Text passage:

----

A detailed study of the monoclonal antibodies from a person who survived a Marburg infection led researchers to identify novel mechanisms that contribute protection against the disease, according to the latest findings of a collaborative team led by The University of Texas Medical Branch at Galveston and Vanderbilt University Medical Center. The findings are now available in Cell Host & Microbe.
Certainly, the virus that is on everyone's mind is the novel coronavirus SARS-CoV-2 that causes COVID-19 disease, but there are other viral families that continue to cause deadly human disease. One of these viral families are the filoviruses, which includes Ebola and Marburg viruses. There are currently no vaccines or drugs approved for human use to protect against the Marburg virus, which causes severe and often lethal disease in people. The largest known outbreak of Marburg virus occurred in 2004-2005 in Angola, which had a 90 percent case fatality rate, according to the Centers for Disease Control and Prevention.
"Antibodies are currently the most promising platform for developing post-exposure treatments for Marburg virus infection and are critical tools for design of improved vaccines," said senior author Alex Bukreyev, a UTMB virologist in the departments of Pathology and Microbiology & Immunology who led the UTMB team that performed the study. "Understanding the mechanisms of antibody-mediated protection during Marburg virus infection is also useful for understanding antibody protection against other viral pathogens, including SARS-CoV-2, which causes COVID-19."

----

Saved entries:
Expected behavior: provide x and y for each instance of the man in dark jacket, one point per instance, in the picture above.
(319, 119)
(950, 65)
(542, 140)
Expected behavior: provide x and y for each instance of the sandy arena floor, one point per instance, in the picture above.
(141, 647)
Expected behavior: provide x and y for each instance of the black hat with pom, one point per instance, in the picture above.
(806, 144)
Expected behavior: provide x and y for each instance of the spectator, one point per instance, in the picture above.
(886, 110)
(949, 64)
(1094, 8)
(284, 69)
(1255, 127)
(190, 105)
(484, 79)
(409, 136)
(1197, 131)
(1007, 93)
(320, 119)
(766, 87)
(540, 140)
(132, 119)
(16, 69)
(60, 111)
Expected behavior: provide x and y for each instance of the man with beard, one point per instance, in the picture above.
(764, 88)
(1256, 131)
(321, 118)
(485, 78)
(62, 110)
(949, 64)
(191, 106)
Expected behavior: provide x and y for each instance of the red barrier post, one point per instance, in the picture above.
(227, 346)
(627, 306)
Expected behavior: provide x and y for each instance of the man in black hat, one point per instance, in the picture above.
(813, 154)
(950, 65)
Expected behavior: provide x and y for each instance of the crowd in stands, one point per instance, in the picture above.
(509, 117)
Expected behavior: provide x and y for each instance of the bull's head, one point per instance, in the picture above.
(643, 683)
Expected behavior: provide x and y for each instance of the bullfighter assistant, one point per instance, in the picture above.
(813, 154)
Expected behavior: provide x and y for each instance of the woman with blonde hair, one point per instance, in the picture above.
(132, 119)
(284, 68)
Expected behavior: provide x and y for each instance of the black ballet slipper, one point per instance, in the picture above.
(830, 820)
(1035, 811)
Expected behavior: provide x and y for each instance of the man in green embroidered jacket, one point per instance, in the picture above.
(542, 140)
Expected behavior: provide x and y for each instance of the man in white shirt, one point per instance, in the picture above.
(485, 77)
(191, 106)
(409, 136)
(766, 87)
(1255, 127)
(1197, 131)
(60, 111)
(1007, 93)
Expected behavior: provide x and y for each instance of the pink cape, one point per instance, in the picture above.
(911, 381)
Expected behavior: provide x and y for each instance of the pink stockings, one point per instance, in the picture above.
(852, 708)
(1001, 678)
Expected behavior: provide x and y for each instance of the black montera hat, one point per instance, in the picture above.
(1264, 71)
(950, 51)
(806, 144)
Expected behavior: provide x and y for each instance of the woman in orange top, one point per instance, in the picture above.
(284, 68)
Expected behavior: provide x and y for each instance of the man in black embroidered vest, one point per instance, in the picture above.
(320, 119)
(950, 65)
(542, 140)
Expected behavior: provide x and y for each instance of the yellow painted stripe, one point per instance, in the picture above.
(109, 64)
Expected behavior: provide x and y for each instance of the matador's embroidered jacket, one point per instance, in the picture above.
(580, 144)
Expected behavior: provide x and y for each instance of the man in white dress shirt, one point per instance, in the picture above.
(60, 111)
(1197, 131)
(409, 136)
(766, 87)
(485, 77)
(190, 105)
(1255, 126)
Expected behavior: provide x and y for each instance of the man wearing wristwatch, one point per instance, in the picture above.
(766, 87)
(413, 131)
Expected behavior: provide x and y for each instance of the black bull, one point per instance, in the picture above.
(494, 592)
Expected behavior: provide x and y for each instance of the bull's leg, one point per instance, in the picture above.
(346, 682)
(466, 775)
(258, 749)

----

List of tasks:
1. From the passage on Marburg virus antibodies, quote the stretch from "Certainly, the virus" through "Control and Prevention.".
2. Decide whether each statement agrees with the passage on Marburg virus antibodies. Answer yes or no, and quote the words that decide it.
(a) The findings are published in Cell Host & Microbe.
(b) At least one vaccine is currently approved for human use against Marburg virus.
(c) The largest known outbreak of Marburg virus took place in Angola.

Outputs by task:
1.
Certainly, the virus that is on everyone's mind is the novel coronavirus SARS-CoV-2 that causes COVID-19 disease, but there are other viral families that continue to cause deadly human disease. One of these viral families are the filoviruses, which includes Ebola and Marburg viruses. There are currently no vaccines or drugs approved for human use to protect against the Marburg virus, which causes severe and often lethal disease in people. The largest known outbreak of Marburg virus occurred in 2004-2005 in Angola, which had a 90 percent case fatality rate, according to the Centers for Disease Control and Prevention.

2.
(a) Yes: "The findings are now available in Cell Host & Microbe."
(b) No: "There are currently no vaccines or drugs approved for human use to protect against the Marburg virus"
(c) Yes: "The largest known outbreak of Marburg virus occurred in 2004-2005 in Angola"